# What you are asked to do
Skip every line before the one containing "Where can the forest", then copy that line and the rest of the entries below exactly, through the last line.

# Dataset content
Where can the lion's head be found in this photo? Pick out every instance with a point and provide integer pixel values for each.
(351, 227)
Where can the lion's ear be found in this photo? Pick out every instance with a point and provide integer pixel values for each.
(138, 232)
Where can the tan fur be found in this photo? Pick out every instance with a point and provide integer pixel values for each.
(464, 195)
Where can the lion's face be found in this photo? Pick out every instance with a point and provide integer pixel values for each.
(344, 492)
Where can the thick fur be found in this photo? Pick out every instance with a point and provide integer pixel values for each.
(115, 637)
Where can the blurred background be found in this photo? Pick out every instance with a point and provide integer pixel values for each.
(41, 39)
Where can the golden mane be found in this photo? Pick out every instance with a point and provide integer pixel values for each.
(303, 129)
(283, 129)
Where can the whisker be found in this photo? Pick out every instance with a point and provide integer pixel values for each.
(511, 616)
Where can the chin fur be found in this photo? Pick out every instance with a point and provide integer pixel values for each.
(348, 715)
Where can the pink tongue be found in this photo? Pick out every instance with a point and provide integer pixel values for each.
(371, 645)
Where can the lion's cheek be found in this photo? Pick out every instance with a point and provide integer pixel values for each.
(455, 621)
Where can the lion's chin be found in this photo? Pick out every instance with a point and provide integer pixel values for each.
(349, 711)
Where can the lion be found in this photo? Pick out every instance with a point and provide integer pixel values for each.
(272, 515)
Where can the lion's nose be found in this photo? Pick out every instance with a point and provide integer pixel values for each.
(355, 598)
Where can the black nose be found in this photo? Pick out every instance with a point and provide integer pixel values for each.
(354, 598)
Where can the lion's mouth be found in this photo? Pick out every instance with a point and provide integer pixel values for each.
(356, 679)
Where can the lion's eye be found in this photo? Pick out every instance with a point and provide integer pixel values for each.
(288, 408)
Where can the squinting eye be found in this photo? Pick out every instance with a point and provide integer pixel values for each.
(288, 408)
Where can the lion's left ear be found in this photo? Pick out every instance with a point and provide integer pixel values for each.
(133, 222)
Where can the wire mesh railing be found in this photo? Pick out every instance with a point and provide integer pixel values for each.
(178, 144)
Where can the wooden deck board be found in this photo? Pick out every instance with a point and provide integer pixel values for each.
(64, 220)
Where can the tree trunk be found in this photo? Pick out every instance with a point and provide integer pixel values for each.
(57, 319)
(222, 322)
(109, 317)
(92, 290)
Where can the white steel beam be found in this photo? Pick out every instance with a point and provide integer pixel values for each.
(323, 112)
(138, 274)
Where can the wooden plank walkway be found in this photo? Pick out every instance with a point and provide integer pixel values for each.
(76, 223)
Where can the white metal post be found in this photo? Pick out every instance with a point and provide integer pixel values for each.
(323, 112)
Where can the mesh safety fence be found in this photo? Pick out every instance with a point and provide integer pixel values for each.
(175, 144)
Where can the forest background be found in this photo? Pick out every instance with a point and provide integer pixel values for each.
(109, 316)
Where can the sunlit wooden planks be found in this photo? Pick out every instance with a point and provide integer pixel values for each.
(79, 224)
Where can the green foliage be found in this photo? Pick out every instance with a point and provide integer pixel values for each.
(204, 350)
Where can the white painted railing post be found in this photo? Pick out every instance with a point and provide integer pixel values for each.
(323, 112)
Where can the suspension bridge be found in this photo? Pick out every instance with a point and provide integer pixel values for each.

# Complete output
Where can the forest background be found in this photo? Pick out every instance with a point and provide integer pixel values for each.
(109, 316)
Where can the sunlit wooden planks be found in this photo? Pick out every instance with a point and provide integer pixel values for each.
(79, 224)
Where can the green foliage be found in this photo? Pick out every instance with a point and provide integer pixel values for each.
(204, 350)
Where can the white painted railing post be found in this photo? Pick out every instance with a point and provide integer pixel values for each.
(323, 112)
Where can the suspension bridge be found in this photo? Pick out every instance with a point and provide integer pixel values for each.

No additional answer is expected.